Left Hand Valley Courier - All Local, All The Time

Wooden Clogs and Bike Cogs: Obituary of a bike commuter

 
Series: Letters to the Editor | Story 10

February 26, 2020 | View PDF



In the sixth grade, my social studies teacher had our class do a report and presentation on a European country. My partner and I chose Denmark. I don't remember much about the report, which I'm sure was excellent or blatantly counterfactual, but I do remember very enthusiastically wearing wooden clogs during our presentation…naturally. I realized then that the Danes weren't afraid of doing, or in the case of footwear, wearing…something hard. Also, bikes. Apparently, the Danes love bikes. At the time, I considered myself a "biker." I had a super cool, yellow and blue-tired, chromoly-framed, BMX bike. Sometimes, if I was feeling ambitious, I'd ride the six miles to school, my knees hitting me in the chest as I pedaled down old country roads on my steel horse. It was bliss.

Today, as an adult, a simple Google Maps query reveals three options for my morning commute from Niwot to CU Boulder's East Campus- 15 minutes by car/motorcycle, 58 minutes by bike, and 1 hour, 15 minutes by bus. As a new father and full-time graduate student, my default decision is often an easy one. One only has to do the math.

★ ★ ★

▶ [WRITTEN PROBLEM A]:
Quote the bike commuter letter between "February 26, 2020 | View" and "It was bliss.", inclusive.
▶ [WRITTEN PROBLEM B]:
Write what comes next in the bike commuter letter, picking up right after its final sentence.
The material that follows the bike commuter letter has no connection to it.

Records with annotated coordinates:
★ ★ ★

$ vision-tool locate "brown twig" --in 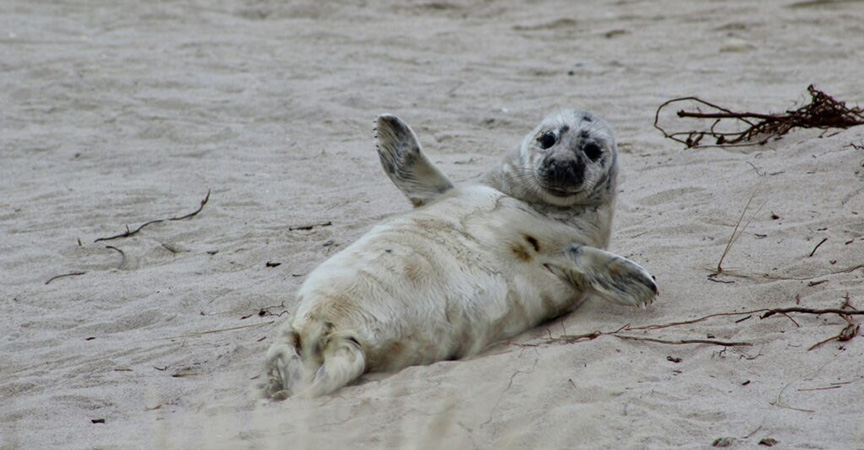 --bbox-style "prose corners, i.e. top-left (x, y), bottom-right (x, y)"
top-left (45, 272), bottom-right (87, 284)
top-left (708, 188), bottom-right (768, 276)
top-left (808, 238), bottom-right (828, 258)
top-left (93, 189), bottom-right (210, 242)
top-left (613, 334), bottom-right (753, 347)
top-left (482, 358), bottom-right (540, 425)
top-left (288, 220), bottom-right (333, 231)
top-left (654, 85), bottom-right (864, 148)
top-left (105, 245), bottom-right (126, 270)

★ ★ ★

▶ [FINAL ANSWER A]:
February 26, 2020 | View PDF



In the sixth grade, my social studies teacher had our class do a report and presentation on a European country. My partner and I chose Denmark. I don't remember much about the report, which I'm sure was excellent or blatantly counterfactual, but I do remember very enthusiastically wearing wooden clogs during our presentation…naturally. I realized then that the Danes weren't afraid of doing, or in the case of footwear, wearing…something hard. Also, bikes. Apparently, the Danes love bikes. At the time, I considered myself a "biker." I had a super cool, yellow and blue-tired, chromoly-framed, BMX bike. Sometimes, if I was feeling ambitious, I'd ride the six miles to school, my knees hitting me in the chest as I pedaled down old country roads on my steel horse. It was bliss.

▶ [FINAL ANSWER B]:
Ten years ago, I decided to cram all my belongings into my Honda Civic and drive 1,800 miles from northern New York to Colorado. My goal was simple: move to Colorado and figure it out. I chose Boulder, because (at the time), it boasted the highest percentage of bicycle commuters in the United States at 12.3%, according to the American Community Survey. Despite strong efforts to improve bike safety and infrastructure, Boulder's bike commuting population has decreased over the past ten years. Have we become soft? Maybe. After all, Boulder is the birthplace of Crocs, which are the antithesis of wooden clogs. By comparison, Copenhagen recently reported that 62% of commuters do so via bike, up from 36% in 2012, according to the LA Times. It goes without saying that Boulder is not Copenhagen, and the United States is not Europe, but where's the disconnect?

When I arrived in Boulder, I happened upon a small parking lot adjacent to Folsom Field. It was here that my "figuring it out", began. I quickly realized that my car was serving no purpose other than being an incredibly uncomfortable place to sleep. Fortunately, I had two bikes on top of my car, which in short order, became my primary modes of transportation to and from my "house." This had been my intention since my departure from Northern New York, except there had been an apartment involved. Ultimately, my situation proved temporary, and lasted a little more than a week. Before I knew it, I was driving a forklift, dumping synthetic caffeine into a giant vat of powdered chocolate wearing a hazmat suit, and living with/working for my dad's college roommate, Marty, who he hadn’t spoken to in thirty years. Marty lived in Longmont and owned a business in Loveland. Unfortunately, my dream of being a bike commuter and living in Boulder seemed to be slipping away.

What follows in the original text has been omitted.